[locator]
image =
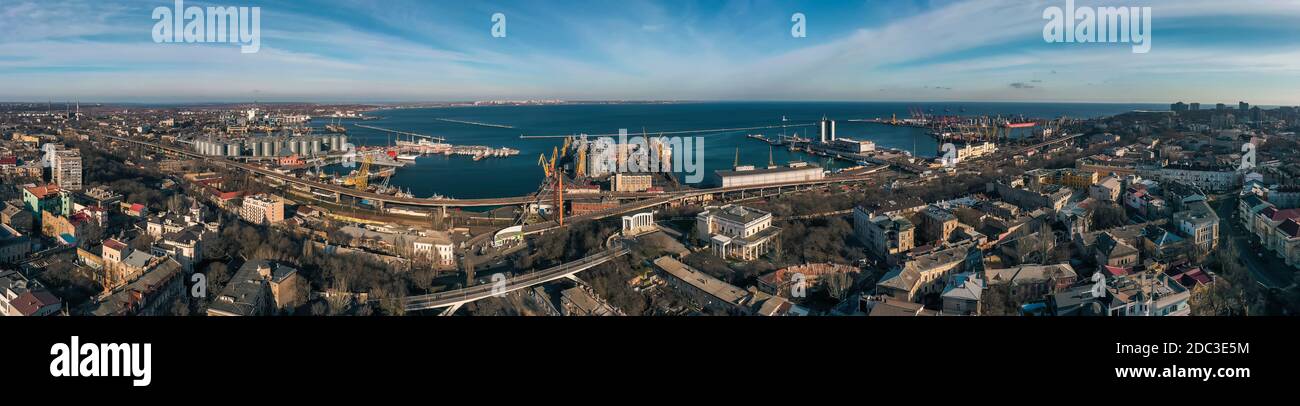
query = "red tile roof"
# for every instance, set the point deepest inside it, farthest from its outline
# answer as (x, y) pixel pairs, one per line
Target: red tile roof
(29, 302)
(42, 191)
(115, 243)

::::::::

## Problem details:
Quote every line of the records above exactly; no picture is to be copied.

## Task output:
[locator]
image =
query = "red tile roof"
# for every instance, set the point deepest inside it, farthest from its outline
# answer as (x, y) pixel pairs, one per line
Target: red tile roof
(29, 302)
(42, 191)
(115, 243)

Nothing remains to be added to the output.